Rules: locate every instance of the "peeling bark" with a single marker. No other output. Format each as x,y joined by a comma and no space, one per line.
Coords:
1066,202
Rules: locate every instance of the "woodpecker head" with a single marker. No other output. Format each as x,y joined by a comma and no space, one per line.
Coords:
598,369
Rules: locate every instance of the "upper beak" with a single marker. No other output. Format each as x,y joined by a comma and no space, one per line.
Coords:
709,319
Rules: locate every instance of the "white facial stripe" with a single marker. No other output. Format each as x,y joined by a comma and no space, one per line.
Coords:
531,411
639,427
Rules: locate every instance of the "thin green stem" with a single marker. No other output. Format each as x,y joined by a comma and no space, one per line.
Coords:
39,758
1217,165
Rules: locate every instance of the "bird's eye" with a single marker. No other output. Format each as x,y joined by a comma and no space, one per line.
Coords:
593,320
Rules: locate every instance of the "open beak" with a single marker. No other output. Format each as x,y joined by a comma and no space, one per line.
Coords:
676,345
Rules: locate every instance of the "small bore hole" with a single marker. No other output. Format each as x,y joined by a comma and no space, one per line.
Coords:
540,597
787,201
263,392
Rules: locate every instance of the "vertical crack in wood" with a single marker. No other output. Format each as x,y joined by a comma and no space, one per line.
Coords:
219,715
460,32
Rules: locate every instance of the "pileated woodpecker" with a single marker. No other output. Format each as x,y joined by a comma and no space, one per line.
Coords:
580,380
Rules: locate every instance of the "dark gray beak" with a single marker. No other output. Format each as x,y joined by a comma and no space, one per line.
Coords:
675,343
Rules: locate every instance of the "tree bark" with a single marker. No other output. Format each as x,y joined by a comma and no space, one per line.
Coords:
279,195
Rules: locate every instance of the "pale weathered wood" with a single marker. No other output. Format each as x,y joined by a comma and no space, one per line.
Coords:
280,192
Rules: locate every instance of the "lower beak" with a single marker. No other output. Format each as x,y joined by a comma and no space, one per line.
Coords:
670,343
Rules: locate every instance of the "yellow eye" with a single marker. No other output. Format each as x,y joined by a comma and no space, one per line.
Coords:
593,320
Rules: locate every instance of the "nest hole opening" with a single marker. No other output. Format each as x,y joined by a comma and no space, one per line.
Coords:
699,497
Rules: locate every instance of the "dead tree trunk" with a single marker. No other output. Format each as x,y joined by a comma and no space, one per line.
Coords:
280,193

__DO THIS__.
Return all of the entries exactly as they were supplied.

__SOLVED PROBLEM__.
Rules: locate every instance of the "peeling bark" with a single marker. No other output. Format each as x,y joined by a comma and no space, one per line.
Coords:
1066,202
Rules: locate every instance of the "woodpecker head" with a single marker. No other output. Format each as x,y joined by a comma and no space, one per line.
Coords:
598,369
Rules: locate every instance of the "upper beak" with a single marker. No other output. Format each as x,y joined by a comma and no space, one per line.
Coords:
709,319
Rules: locate every instance of the "white facial stripe" with a single marker. No other output. Format each as x,y joined by a comma and no space, one per line.
Coords:
531,411
639,427
Rules: locate every instance of the "thin green stem" with a single marker. No other output. Format each as x,y joined by a comma and no space, one per line.
Coords:
39,758
1217,165
Rules: locate every instance of the "bird's eye" with a single marker. No other output. Format each as x,y joined by a comma and no space, one per line.
Coords:
593,320
Rules: locate every instance of the "open beak" with a single marker. No other output. Format each as x,y joined by a comma and no space, one per line.
Coords:
676,345
Rules: locate every instance of the "small bore hole" with a single marker. No other output. Format each as x,y joined by a comma and no space, one per line.
Coords:
540,597
787,201
263,392
Rules: locate every instance of the "vertical crack in wood" with a single marker. No other output. Format each as x,y joined by a comma and no space, one per line.
Coords:
219,715
460,32
Rules: locate every instance of the "pileated woodpecker" with a single marker. No other output. Format each as x,y joined by a comma and no space, one per line.
Coords:
580,380
Rules: locate every instance of the "dark gray beak" with a single marker. No other output. Format each as x,y joined by a comma and no space, one per line.
Coords:
675,343
Rules: locate every instance of the "tree bark" with a single marker. No other output. Format each as x,y joined by a comma and no space, one per line.
Coords:
279,195
Rules: locate every instance of the "pale weathered wood" with a single marker. No other output. Format each as x,y joined by a comma and no space, one per line.
Coords:
280,192
Rules: locate every instance of the "lower beak" with a single marker. No other output. Format each as x,y joined by a comma and no space, one per line.
Coords:
670,343
Rules: locate every instance of the "yellow eye" with a single marker. No other output. Format each as x,y joined by a comma and no space, one per line.
Coords:
593,320
Rules: locate every instance of the "nest hole opening" with a single marker. No other output. Format each as x,y joined by a comma and no space, one per line.
Coords:
699,497
Rules: locate every instance of the "dead tree trunk" with a single marker. No other output. Format each as x,y joined by a comma and no space, one per line.
Coords:
280,193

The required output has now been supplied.